## TASK GOAL
Please print the entries below exactly, from the line with "Can you find the glass top" through the line with "Can you find the crown", including both of those lines and leaving out all others.
= Beginning of Section =
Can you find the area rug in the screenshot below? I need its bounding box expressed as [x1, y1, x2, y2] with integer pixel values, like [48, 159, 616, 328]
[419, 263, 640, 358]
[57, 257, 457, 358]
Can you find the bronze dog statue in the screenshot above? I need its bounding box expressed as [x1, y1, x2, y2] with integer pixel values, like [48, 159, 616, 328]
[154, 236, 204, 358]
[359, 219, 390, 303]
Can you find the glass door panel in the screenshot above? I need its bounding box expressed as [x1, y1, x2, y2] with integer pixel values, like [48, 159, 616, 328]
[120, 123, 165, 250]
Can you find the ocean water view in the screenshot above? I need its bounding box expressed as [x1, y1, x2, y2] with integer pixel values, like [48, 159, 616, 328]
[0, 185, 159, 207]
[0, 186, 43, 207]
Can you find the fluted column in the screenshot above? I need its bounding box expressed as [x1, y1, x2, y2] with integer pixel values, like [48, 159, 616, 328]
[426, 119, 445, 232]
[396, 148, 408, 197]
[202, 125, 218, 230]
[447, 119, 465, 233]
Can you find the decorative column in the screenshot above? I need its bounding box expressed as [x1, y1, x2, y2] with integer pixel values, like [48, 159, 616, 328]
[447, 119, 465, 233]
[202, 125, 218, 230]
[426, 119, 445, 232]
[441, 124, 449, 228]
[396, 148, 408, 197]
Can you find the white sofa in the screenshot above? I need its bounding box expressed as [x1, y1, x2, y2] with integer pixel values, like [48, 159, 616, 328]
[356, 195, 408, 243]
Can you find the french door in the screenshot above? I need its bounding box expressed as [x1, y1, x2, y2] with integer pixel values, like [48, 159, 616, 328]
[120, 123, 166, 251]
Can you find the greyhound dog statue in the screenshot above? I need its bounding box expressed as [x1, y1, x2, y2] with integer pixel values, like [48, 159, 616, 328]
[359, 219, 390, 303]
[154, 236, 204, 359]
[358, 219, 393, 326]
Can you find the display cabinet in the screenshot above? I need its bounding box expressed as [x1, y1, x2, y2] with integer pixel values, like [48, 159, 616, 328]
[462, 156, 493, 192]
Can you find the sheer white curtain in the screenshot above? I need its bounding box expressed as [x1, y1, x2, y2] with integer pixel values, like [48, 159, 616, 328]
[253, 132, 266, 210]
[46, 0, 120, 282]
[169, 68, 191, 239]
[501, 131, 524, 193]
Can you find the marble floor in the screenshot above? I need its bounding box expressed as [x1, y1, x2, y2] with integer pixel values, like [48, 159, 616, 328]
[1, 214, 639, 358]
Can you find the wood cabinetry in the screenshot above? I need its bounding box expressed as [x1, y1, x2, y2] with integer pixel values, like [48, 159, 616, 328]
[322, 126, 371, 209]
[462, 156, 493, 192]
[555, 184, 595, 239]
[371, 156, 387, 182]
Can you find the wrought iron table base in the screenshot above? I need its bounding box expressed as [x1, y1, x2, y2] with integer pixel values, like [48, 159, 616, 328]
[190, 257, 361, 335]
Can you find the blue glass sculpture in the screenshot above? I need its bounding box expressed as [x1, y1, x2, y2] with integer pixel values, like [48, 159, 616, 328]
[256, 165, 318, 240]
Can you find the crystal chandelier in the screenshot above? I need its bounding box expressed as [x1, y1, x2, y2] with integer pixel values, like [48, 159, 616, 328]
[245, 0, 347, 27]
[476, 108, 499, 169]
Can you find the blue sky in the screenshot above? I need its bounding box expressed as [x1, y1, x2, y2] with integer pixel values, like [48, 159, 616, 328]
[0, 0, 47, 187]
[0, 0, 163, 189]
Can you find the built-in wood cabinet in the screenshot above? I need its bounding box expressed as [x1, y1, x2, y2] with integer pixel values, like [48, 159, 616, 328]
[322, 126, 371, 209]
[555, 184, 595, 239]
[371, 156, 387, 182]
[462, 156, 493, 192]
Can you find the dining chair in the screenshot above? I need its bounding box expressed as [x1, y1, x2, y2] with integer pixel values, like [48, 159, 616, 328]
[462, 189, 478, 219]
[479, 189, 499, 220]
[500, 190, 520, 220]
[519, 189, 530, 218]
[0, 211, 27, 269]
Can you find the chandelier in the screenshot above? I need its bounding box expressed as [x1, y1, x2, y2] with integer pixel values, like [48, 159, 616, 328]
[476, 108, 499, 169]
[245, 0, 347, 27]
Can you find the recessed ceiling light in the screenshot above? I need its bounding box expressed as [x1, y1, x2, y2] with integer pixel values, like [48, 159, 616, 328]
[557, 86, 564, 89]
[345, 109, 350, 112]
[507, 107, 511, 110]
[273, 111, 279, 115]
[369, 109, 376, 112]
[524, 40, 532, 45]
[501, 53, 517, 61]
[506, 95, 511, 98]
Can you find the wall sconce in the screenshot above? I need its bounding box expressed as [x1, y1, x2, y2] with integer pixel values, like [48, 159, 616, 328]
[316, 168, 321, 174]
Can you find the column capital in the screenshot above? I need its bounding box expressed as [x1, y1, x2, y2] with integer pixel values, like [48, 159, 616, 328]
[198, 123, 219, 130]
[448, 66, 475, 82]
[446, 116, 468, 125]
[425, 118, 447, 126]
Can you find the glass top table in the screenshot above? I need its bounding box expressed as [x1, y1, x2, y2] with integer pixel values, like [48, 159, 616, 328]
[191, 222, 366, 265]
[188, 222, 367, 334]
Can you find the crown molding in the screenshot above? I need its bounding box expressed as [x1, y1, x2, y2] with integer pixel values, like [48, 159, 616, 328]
= End of Section =
= Beginning of Section =
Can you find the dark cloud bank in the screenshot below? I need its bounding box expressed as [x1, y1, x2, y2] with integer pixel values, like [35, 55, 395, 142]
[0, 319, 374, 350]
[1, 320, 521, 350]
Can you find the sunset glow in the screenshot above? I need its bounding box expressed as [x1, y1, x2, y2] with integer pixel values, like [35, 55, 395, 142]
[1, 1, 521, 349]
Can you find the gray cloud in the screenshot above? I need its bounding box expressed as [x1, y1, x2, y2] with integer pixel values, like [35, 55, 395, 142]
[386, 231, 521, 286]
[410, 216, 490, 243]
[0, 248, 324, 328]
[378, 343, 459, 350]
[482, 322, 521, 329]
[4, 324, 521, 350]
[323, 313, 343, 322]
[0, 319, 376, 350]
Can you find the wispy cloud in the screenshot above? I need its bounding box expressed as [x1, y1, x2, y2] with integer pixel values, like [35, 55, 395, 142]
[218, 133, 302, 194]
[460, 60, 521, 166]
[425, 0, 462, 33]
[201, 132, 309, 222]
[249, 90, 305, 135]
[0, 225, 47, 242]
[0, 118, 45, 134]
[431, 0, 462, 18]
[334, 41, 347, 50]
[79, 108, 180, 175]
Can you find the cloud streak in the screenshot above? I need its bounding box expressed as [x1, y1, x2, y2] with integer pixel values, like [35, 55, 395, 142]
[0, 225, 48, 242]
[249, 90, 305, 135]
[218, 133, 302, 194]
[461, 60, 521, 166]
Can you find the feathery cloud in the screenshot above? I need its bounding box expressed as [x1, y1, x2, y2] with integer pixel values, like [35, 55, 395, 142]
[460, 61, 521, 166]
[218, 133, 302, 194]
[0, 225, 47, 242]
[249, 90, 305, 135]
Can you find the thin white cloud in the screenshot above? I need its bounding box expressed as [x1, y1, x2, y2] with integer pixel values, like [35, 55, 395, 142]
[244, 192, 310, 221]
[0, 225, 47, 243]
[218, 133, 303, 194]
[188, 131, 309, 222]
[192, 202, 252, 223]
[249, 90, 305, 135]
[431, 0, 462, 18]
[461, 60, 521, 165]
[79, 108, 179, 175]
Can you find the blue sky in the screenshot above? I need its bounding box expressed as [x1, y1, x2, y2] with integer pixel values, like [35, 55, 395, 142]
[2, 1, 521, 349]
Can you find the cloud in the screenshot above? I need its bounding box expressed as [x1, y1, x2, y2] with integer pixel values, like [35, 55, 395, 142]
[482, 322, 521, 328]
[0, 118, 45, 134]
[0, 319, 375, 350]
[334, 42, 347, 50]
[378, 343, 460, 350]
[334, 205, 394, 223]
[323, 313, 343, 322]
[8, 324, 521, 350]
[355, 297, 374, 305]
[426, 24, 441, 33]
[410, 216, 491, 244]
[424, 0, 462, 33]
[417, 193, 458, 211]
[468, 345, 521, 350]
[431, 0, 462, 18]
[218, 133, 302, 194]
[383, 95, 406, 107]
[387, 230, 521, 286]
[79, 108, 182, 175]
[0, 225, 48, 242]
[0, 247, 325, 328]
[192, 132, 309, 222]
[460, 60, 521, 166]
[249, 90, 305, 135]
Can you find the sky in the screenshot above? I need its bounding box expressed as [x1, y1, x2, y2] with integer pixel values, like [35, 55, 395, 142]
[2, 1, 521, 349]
= End of Section =
## RESULT
Can you find the glass top table in the screenshot above? I need its bounding box expressed as [x1, y1, x2, y2] with integer pixel values, like [48, 159, 616, 328]
[191, 222, 366, 265]
[188, 222, 367, 334]
Can you find the crown molding in the screenshot above? I need its bounding box expressed as [x1, y1, x2, y2] with integer pixel values, like [48, 159, 616, 328]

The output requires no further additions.